### WRITTEN EXERCISE A
Reproduce the listing verbatim, starting with the line that contains "[mask] outline surgical cap" and continuing through the final line of the listing.

### DOCUMENT EXCERPT
Michael Edwards (born 18. February 1974) is an Australian composer and pianist based in Berlin. He composes music for Film, TV and Theatre. Edwards is also known for his work with Lisa Gerrard, Dead Can Dance, Skye Edwards, Patrick Cassidy, Darren Hayes, Christian Tschuggnall and the Konzerthausorchester Berlin.

Biography 
Edwards was born in Melbourne, Australia. He studied viola at the Queensland Conservatorium and played in the Queensland Youth Orchestras. In 1993 he won the Australian national Nescafe Big Break Award whilst studying jazz piano at Queensland University of Technology (QUT) in Brisbane. He graduated with a music degree from QUT in 1994 and a graduate diploma in philosophy from the University of Sydney in 1998.

His sister is author and columnist Kasey Edwards.

Career

Music and television 
After relocating to Sydney Edwards began his composition career writing music for advertising and television including writing the theme for the news program Today Tonight.

In 2003 he relocated to London, where he was one half of the production duo Lief, together with Adrian Watkins. They had UK Top 10 chart success with their remixes "Put 'Em High" for StoneBridge and "Cannot Contain This" for Moloko. Some years later Lief completed their own debut album "Photogenic", released in 2017 on Native Music.

Film 
Edwards moved into composing for film after meeting Lisa Gerrard. First collaborating with her on the film Whale Rider. Further collaborations include Layer Cake, the Japanese film Ichi, and the albums The Silver Tree and The Black Opal.

In 2009 he scored the film The Tomb, starring Wes Bentley. Other notable films featuring his music are The Front Line, Fuga Per La Liberta, Kill the Irishman, Calvary and 1916: The Irish Rebellion, all of which he composed in collaboration with Patrick Cassidy.

His score to the award-winning film The Clockmaker's Dream won him Best Music at Los Angeles Cinefest 2016 and a nomination for the Deutscher Filmmusikpreis 2016.

### WRITTEN EXERCISE B
Answer these questions from the text about Michael Edwards:
(i) In what year did Edwards win the Australian national Nescafe Big Break Award?
(ii) Who was the other half of the production duo Lief?
(iii) Which film's score won Edwards Best Music at Los Angeles Cinefest 2016?

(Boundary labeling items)
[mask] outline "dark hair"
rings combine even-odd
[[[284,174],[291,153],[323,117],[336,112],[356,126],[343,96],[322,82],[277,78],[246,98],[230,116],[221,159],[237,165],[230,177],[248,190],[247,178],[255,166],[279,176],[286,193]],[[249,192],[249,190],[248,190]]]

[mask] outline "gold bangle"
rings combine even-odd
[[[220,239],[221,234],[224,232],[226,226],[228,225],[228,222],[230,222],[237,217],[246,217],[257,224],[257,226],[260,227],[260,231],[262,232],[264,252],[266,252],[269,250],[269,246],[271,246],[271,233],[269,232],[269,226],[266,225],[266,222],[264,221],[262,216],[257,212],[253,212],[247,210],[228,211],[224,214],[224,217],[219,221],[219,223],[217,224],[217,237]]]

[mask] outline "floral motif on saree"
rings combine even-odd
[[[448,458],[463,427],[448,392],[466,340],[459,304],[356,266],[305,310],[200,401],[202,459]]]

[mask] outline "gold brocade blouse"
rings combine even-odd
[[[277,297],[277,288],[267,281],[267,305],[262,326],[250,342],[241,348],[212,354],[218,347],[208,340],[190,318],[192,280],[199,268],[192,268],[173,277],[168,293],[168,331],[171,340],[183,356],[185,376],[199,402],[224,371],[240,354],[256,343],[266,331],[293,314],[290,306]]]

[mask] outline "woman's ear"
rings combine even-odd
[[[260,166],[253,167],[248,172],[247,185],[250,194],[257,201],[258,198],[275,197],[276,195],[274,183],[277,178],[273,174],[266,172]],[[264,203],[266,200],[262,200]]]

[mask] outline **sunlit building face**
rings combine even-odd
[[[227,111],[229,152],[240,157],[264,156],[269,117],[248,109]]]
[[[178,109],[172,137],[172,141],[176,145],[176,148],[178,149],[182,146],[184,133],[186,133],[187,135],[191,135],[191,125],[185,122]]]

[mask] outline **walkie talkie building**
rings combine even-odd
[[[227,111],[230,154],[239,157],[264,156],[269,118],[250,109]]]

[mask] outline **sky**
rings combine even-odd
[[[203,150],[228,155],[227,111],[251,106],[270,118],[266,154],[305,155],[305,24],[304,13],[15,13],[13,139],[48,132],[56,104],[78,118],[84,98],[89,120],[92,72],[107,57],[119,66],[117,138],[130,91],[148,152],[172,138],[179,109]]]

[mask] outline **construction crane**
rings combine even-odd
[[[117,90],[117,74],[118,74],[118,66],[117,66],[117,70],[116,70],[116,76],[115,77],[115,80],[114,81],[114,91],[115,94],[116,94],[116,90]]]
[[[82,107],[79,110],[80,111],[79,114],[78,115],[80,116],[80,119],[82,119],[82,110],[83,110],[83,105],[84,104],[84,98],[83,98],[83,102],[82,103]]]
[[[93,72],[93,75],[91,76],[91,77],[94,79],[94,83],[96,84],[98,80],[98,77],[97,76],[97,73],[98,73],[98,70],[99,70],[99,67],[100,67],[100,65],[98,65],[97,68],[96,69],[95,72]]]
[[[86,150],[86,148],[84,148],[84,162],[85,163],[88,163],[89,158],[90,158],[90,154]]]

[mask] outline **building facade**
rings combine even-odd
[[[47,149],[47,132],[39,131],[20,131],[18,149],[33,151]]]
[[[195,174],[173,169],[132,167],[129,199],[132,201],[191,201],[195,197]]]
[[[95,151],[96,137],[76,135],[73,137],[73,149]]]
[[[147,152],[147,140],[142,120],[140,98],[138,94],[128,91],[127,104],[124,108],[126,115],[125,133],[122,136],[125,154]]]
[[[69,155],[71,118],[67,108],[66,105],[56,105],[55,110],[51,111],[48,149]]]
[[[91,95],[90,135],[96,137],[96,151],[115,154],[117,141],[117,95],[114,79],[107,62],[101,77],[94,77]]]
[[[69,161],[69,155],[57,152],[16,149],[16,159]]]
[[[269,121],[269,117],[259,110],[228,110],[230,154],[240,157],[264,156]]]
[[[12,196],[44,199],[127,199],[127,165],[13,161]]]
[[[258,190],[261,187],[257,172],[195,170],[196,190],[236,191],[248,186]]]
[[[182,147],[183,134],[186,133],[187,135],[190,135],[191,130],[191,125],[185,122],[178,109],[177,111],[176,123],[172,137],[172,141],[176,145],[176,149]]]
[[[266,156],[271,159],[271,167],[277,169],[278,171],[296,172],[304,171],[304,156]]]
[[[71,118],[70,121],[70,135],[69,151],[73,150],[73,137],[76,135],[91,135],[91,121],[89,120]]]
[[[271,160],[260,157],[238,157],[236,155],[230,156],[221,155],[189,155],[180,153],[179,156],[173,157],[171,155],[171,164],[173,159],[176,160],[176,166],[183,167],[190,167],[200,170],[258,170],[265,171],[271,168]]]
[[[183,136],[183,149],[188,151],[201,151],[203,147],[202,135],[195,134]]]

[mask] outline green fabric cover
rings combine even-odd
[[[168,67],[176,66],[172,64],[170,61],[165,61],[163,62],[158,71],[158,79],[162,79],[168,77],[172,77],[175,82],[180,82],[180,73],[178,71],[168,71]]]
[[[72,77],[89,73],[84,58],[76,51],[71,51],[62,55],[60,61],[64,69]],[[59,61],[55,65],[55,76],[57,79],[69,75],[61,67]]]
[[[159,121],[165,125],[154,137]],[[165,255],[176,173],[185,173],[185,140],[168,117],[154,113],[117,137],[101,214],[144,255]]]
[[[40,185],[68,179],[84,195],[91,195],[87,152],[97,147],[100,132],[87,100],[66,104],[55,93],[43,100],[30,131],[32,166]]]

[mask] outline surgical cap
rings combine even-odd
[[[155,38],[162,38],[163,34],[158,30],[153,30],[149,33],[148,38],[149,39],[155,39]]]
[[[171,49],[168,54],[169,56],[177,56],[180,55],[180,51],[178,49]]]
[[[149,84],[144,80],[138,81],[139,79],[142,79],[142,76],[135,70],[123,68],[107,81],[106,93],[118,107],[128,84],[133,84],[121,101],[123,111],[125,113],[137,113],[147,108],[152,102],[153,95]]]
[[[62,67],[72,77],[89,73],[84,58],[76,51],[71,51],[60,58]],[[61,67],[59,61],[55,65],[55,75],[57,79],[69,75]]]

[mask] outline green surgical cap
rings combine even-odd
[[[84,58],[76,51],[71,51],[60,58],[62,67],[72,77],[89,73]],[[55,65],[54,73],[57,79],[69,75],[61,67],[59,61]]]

### RESPONSE A
[mask] outline surgical cap
rings combine even-odd
[[[155,38],[162,38],[163,34],[158,30],[153,30],[149,33],[148,38],[149,39],[155,39]]]
[[[171,49],[168,54],[169,56],[177,56],[180,55],[180,51],[178,49]]]
[[[149,84],[144,80],[138,81],[139,79],[142,79],[142,76],[135,70],[123,68],[107,81],[106,93],[118,107],[128,84],[133,84],[121,101],[123,111],[125,113],[137,113],[147,108],[152,102],[153,95]]]
[[[62,67],[72,77],[89,73],[84,58],[76,51],[71,51],[60,58]],[[61,67],[59,61],[55,65],[55,75],[57,79],[69,75]]]

[mask] outline green surgical cap
rings combine even-odd
[[[84,58],[76,51],[71,51],[60,58],[62,67],[72,77],[89,73]],[[55,65],[54,73],[57,79],[69,75],[61,67],[59,61]]]

### RESPONSE B
(i) 1993
(ii) Adrian Watkins
(iii) The Clockmaker's Dream